> _PROMPT_
Scan the records for the string "below" and copy every line that holds it.

> _Natural-language object grounding data_

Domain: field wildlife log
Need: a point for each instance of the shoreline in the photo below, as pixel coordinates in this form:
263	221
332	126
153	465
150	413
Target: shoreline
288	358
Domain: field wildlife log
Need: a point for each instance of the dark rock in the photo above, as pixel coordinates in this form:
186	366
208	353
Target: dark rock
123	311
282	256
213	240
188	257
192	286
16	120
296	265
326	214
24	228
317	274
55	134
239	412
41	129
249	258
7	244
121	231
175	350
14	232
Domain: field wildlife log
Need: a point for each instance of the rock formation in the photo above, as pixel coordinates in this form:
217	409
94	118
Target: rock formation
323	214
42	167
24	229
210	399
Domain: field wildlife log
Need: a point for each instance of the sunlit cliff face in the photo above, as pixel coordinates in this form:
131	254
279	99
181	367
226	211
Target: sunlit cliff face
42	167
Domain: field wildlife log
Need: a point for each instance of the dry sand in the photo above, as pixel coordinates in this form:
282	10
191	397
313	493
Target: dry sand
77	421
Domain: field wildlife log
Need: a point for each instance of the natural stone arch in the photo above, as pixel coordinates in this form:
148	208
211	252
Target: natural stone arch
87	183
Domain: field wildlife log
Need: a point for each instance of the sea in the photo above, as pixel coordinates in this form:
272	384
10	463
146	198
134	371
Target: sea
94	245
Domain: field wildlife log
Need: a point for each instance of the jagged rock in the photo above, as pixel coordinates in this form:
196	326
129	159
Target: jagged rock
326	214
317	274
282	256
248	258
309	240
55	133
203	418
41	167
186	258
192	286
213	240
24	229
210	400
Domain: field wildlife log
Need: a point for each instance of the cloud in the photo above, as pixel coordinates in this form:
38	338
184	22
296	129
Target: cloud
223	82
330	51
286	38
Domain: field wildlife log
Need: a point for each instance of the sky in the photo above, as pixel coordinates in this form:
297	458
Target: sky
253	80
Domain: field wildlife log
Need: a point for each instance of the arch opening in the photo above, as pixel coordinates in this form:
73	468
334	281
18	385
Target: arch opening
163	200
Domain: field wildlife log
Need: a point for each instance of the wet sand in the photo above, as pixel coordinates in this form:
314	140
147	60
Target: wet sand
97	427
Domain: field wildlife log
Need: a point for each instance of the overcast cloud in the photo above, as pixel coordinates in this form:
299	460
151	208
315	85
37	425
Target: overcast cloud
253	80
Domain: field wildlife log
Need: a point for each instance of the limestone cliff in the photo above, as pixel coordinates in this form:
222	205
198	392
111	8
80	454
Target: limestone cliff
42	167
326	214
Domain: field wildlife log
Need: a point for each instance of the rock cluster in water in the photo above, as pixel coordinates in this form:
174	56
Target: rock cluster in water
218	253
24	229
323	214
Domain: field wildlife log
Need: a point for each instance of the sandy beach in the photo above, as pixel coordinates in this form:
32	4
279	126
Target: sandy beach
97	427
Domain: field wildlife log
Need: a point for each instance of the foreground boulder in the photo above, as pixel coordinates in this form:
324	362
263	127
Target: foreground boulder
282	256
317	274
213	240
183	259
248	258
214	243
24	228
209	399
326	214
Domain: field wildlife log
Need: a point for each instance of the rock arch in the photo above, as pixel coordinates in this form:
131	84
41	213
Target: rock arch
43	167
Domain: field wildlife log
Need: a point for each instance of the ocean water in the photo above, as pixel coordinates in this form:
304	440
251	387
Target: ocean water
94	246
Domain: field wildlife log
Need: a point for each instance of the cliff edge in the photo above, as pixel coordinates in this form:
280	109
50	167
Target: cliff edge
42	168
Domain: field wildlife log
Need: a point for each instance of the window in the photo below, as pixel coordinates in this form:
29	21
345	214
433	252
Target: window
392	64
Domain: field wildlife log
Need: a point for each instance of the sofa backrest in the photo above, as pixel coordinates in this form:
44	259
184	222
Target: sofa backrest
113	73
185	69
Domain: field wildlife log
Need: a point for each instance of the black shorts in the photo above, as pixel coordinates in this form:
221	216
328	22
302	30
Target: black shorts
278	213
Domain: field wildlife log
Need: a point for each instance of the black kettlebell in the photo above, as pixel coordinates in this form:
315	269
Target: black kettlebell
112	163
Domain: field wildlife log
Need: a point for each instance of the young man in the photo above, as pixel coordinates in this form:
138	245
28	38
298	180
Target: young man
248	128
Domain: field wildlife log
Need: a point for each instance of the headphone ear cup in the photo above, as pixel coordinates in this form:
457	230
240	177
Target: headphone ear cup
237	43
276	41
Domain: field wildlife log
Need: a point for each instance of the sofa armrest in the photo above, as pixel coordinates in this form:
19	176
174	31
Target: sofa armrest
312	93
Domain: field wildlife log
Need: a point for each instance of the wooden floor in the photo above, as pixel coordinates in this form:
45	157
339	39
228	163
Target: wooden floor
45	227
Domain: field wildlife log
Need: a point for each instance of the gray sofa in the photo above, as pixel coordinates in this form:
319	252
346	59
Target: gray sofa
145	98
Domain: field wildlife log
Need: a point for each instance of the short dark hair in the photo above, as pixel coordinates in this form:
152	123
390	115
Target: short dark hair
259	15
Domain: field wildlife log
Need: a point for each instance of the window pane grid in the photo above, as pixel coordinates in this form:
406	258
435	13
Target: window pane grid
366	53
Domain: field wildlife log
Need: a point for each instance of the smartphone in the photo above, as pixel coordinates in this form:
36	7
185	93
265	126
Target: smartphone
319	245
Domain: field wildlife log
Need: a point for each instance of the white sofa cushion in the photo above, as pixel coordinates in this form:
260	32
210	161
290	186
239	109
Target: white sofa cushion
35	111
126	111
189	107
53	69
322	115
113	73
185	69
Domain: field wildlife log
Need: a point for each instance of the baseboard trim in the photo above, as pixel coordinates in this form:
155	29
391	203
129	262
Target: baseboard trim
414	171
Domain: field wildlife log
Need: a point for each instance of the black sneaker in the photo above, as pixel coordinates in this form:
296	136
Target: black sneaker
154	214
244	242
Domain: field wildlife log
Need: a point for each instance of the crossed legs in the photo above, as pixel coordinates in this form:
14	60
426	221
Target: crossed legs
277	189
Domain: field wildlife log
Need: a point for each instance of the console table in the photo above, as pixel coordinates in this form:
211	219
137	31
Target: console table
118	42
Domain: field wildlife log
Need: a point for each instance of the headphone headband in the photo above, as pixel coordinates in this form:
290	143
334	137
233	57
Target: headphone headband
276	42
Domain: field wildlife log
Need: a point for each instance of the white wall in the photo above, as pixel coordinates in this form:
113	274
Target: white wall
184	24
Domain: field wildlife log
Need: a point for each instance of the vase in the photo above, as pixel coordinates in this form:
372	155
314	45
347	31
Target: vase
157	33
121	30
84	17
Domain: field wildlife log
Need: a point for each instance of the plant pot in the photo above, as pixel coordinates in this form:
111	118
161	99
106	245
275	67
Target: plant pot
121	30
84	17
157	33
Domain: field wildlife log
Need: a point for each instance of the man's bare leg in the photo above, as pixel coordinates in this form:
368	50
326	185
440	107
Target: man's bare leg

> _WRITTEN SOLUTION_
Need: a point for each instance of the shoreline in the photo below, as pixel coordinates in this form:
Need: a point for each instance of the window in the photo below, as pixel coordinates in this form:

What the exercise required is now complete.